**Work item:** Could you copy out every line of the data where the word "apiece" occurs?

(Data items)
========
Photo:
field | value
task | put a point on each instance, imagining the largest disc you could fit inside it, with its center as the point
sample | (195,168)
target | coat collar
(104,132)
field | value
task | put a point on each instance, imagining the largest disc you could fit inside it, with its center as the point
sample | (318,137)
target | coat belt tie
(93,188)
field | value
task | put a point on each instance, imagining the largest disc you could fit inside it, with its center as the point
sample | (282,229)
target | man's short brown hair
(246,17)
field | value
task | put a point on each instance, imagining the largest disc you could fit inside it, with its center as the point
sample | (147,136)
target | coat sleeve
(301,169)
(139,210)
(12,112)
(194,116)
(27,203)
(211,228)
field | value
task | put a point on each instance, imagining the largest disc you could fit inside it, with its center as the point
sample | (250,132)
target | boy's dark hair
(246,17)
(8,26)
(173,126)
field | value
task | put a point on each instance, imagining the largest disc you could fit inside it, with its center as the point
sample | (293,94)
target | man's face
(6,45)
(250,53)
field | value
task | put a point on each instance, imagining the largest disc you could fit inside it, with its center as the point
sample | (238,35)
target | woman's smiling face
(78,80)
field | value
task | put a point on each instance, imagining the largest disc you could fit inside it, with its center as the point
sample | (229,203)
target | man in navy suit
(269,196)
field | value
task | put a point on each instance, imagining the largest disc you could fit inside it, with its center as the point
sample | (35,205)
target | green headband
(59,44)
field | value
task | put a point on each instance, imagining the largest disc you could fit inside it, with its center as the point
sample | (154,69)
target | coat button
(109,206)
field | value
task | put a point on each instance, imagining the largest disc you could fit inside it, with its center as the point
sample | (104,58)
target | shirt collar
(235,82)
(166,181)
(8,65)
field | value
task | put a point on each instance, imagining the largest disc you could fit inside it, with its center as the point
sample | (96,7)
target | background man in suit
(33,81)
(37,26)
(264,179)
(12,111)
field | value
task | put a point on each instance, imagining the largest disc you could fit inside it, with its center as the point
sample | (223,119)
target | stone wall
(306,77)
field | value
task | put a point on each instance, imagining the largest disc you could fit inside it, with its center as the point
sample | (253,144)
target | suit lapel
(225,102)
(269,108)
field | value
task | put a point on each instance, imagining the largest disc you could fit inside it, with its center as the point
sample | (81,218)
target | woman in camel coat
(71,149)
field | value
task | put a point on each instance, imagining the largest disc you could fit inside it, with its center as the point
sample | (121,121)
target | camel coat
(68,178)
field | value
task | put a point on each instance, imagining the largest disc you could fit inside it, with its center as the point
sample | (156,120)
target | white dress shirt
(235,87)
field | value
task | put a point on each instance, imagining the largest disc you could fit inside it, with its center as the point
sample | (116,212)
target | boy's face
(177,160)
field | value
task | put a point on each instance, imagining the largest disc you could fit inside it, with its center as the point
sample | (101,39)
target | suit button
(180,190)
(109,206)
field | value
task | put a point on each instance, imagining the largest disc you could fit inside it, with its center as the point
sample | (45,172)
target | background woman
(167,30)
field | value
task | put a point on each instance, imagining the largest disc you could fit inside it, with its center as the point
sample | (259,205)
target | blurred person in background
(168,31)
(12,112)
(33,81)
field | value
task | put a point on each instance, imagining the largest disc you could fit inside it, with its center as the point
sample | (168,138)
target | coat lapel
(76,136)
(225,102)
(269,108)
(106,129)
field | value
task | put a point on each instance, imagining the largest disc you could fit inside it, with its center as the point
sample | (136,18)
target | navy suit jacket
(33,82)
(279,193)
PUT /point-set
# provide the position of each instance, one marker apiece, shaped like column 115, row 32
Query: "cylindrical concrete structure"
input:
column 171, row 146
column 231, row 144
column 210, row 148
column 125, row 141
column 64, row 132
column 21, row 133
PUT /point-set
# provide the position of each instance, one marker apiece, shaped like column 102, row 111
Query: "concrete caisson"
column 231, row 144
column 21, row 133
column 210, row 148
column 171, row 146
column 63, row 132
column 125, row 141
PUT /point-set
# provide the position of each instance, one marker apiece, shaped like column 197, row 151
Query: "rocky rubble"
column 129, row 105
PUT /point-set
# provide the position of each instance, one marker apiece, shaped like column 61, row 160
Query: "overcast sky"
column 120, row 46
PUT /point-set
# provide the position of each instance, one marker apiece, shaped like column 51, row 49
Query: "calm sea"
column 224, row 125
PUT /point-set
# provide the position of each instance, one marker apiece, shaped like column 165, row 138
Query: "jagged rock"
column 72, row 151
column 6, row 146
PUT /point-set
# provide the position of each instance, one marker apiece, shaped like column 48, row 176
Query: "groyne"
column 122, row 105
========
**Answer section:**
# provide the position of each instance, one marker apiece, shaped like column 115, row 32
# provide the position of each instance, one marker apiece, shaped like column 102, row 111
# provide the position of each instance, one marker apiece, shaped like column 197, row 151
# provide the position of each instance, one marker apiece, shaped like column 61, row 160
# provide the position of each instance, one marker apiece, shaped like column 51, row 49
# provide the position of each instance, one marker apiece, shaped like column 165, row 138
# provide the position of each instance, one marker apiece, shaped like column 48, row 176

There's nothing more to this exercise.